When Tom Van de Weghe explains why the Chinese government favors the use of artificial intelligence to control journalists, he begins with the story of an assault. It was 2008, only months after the Beijing Olympics, and Van de Weghe, a Belgian investigative journalist, was in China’s Henan Province with an Australian cameraman and a Belgian-Chinese fixer. They were preparing a report for World AIDS Day on the HIV crisis in Henan, where in the 1990s local governments and businesses bought plasma from farmers. The get-rich-quick scheme—geared toward selling plasma globally—had infected thousands with contaminated equipment. Van de Weghe heard rumors of villages wiped out, leaving only orphans. He arranged to interview an orphanage director, but when he arrived, the director had just been arrested. Van de Weghe and his team interviewed the director’s wife in an alley, but afterward the police stopped them and beat them on the roadside so violently that Van de Weghe feared for his life. His camera equipment—including the tape with the recording—were confiscated.

The attack resulted in a PR disaster for China. The Olympics had been the nation’s opportunity to celebrate its opening to the world, and the central government had lifted restrictions on foreign journalists. The Guardian and the New York Times, among other papers, picked up Van de Weghe’s story. The Chinese government eventually issued an apology and returned the camera equipment, though the tape had been erased.

The following year brought even more bad publicity for China, with rallies in Hong Kong for Tiananmen’s 20th anniversary and the Ürümqi riots—clashes between police, Uighurs (a Muslim minority) and Han (China’s dominant ethnic group) in the Uighur autonomous region. The government rolled back press freedoms, but this time, rather than relying on physical intimidation to control journalists, it used artificial intelligence—automated surveillance systems that tracked journalists, reported on them to authorities and exercised strict censorship online, removing articles and social media posts.

“Camera surveillance was already present,” Van de Weghe says of the eight years he spent covering China, “but there wasn’t a significant system behind it. AI became the unifying element.”

As a 2019 John S. Knight journalism fellow at Stanford, Van de Weghe has been investigating the ways that AI can be a subtly powerful tool to silence journalists and shape the news—one that requires relatively little manpower and is less likely to generate the sort of bad publicity arising from a physical attack.

Activity list:
A. What does the text about AI surveillance of journalists in China say from "The attack resulted" up to and including "had been erased."? Set that part down word for word.
B. How does the text about AI surveillance of journalists in China go on from its last sentence? Supply the next part.

Items from a data source:
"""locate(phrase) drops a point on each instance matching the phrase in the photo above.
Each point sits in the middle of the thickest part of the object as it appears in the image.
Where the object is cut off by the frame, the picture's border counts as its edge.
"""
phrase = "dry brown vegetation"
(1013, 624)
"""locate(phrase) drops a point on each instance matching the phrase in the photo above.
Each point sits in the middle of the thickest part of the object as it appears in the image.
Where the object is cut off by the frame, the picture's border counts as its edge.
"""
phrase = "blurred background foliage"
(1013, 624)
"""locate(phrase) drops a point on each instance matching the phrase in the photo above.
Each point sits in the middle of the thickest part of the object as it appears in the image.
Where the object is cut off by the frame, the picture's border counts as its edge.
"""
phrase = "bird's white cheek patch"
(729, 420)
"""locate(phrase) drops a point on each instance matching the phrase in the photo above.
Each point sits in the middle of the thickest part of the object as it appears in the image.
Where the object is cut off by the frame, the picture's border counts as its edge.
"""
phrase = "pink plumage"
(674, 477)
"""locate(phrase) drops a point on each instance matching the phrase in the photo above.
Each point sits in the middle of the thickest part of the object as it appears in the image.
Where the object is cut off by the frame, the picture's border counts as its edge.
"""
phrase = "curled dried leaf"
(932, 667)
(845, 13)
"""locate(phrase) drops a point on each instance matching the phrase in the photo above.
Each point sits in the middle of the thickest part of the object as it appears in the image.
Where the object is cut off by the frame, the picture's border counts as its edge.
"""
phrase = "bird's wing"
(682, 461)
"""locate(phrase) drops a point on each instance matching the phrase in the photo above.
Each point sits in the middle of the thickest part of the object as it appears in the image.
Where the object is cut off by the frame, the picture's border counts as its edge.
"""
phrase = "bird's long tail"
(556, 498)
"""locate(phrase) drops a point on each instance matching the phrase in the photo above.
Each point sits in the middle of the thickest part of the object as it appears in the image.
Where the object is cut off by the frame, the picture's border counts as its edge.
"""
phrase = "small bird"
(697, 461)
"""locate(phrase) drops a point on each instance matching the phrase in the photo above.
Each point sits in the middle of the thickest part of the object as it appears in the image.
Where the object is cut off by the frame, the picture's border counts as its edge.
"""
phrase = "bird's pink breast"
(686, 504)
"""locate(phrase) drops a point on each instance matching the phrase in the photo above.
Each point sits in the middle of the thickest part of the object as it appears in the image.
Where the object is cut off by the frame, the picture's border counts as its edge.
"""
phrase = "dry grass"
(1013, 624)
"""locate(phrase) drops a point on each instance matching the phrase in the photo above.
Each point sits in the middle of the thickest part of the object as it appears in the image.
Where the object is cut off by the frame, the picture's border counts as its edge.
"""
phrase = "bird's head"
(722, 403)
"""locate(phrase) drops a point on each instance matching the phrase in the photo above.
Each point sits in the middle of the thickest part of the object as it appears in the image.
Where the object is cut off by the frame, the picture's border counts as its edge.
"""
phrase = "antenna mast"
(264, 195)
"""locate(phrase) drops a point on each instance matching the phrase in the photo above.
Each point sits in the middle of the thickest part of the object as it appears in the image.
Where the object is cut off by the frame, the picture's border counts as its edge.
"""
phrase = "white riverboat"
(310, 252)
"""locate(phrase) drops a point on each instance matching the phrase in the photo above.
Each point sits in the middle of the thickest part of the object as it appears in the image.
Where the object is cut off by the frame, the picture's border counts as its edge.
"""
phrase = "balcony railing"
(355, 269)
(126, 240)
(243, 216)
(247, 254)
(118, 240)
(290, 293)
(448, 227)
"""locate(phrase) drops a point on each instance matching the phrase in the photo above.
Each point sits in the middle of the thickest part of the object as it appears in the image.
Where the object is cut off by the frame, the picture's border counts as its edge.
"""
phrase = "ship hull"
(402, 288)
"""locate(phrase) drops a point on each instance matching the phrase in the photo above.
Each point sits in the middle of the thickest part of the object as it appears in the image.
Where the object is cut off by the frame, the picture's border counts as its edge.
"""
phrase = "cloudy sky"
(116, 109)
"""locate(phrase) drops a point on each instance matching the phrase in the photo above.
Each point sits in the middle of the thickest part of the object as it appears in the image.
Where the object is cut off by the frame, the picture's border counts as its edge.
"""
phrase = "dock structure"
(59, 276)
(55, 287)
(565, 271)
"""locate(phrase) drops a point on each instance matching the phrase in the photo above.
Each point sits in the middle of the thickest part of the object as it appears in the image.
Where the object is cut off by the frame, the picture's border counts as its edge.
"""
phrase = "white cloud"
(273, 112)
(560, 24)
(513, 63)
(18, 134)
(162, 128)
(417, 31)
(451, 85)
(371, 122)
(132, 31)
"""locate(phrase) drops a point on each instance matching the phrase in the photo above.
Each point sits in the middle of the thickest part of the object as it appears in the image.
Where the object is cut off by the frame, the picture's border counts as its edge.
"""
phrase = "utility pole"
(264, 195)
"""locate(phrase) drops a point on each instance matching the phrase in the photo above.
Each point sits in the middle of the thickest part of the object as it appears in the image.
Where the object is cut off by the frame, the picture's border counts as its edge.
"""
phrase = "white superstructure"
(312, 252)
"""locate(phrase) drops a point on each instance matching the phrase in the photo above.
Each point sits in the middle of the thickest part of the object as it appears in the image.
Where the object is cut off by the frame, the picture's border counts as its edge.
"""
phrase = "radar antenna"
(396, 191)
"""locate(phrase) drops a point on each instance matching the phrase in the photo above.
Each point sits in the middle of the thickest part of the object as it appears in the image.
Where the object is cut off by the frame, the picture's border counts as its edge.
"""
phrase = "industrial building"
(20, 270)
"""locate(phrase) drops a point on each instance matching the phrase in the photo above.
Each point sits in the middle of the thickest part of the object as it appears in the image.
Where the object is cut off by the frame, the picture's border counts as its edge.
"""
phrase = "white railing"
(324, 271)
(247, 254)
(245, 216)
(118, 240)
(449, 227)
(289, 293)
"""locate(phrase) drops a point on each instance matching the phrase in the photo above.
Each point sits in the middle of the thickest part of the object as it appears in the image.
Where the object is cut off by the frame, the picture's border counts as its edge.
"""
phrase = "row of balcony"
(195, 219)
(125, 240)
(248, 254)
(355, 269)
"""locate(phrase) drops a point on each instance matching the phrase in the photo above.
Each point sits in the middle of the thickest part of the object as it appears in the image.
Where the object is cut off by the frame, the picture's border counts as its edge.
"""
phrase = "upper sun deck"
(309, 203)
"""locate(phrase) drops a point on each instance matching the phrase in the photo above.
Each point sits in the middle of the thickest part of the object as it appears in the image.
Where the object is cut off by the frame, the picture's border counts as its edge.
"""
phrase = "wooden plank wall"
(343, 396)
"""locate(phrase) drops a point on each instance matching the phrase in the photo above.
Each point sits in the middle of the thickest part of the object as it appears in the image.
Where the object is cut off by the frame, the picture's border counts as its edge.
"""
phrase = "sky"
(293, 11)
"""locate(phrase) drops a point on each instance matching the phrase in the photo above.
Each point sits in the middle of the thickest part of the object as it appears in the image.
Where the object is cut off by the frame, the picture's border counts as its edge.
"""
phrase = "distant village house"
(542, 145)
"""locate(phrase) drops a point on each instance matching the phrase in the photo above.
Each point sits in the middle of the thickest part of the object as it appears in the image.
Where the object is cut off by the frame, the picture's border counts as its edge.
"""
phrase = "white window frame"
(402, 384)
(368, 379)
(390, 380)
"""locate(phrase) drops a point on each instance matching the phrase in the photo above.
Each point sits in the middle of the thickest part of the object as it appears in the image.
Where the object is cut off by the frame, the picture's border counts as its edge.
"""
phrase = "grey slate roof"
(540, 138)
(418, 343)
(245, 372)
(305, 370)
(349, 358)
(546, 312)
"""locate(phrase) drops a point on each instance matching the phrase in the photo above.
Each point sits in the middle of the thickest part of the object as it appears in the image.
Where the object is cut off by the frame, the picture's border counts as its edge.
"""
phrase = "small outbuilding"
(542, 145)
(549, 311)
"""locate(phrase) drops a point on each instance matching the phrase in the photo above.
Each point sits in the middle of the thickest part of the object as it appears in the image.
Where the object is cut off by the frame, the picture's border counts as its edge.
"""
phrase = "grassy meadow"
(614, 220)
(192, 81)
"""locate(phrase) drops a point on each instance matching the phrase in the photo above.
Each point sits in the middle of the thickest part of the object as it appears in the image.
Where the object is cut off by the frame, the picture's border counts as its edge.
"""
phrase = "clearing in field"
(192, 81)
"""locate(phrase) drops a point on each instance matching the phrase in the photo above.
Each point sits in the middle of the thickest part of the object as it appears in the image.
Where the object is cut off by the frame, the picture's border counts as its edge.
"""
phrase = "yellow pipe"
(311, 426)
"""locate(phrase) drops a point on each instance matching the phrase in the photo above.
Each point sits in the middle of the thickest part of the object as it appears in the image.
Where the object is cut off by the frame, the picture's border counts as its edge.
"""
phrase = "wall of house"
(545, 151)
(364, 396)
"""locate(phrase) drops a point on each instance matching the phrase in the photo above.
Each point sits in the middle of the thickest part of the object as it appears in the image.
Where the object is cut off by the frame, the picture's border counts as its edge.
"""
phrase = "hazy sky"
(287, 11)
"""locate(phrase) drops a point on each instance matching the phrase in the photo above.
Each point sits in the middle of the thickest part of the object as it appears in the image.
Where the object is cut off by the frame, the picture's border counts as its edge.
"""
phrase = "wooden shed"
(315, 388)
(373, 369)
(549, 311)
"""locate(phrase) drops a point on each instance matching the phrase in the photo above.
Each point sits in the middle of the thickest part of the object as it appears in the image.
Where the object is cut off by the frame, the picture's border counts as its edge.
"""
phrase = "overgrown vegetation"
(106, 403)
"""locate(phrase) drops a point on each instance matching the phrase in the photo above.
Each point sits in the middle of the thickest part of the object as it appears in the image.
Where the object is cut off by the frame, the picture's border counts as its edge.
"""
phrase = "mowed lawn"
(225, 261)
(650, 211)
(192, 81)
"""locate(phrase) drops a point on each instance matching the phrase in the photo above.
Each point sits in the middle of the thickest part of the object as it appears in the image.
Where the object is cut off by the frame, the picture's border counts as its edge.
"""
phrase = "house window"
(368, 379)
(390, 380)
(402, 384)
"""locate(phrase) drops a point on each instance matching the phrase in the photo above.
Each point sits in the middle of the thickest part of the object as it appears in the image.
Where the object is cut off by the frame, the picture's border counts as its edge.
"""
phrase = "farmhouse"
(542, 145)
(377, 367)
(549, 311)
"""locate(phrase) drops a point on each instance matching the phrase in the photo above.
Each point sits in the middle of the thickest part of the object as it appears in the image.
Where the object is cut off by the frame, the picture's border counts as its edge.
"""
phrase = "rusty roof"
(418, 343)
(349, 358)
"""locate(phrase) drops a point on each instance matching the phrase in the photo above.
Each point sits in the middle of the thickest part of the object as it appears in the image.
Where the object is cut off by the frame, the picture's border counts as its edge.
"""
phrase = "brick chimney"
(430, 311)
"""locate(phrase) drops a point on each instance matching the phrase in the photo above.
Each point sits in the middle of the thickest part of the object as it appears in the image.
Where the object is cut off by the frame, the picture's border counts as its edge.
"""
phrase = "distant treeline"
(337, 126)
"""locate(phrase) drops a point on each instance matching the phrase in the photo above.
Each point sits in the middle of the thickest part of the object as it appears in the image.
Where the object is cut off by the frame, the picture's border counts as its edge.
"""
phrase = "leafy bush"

Per-task answers:
A.
The attack resulted in a PR disaster for China. The Olympics had been the nation’s opportunity to celebrate its opening to the world, and the central government had lifted restrictions on foreign journalists. The Guardian and the New York Times, among other papers, picked up Van de Weghe’s story. The Chinese government eventually issued an apology and returned the camera equipment, though the tape had been erased.

B.
In recent years, AI has become a catchall term referring to many types of automated computer systems and machine learning software that perform activities traditionally thought to require human intelligence—such as interpreting data, finding patterns in it and extrapolating from those patterns to accomplish tasks. As research in AI has expanded, its uses have proliferated: self-driving cars, medical diagnostics, safeguards against fraudulent financial transactions and automated weapon systems. Its impact on news media in particular has been profound and immediate. Aside from monitoring journalists, as in China, it can also direct internet users to certain types of news, thereby skewing public opinion, consumer habits or election results. By controlling people’s access to information, AI can transform cultures without revealing that it is guiding billions of human lives. People click on news links and consume media that influences their beliefs and behavior, and yet they know little or nothing about who designed the AI or why, or even how the software is affecting them.

But just as AI can harm the free press, it can support it. Computer scientists and journalists are increasingly trying to democratize AI—to make sure its use isn’t limited to the powerful. In fact, dozens of scholars at Stanford are developing AI that can analyze data for investigative journalism or help newsrooms prevent bias and misinformation. They see access to AI as crucial to sustaining a free press and preventing the media—and its ability to shape cultural values—from falling under the exclusive control of governments and powerful interests.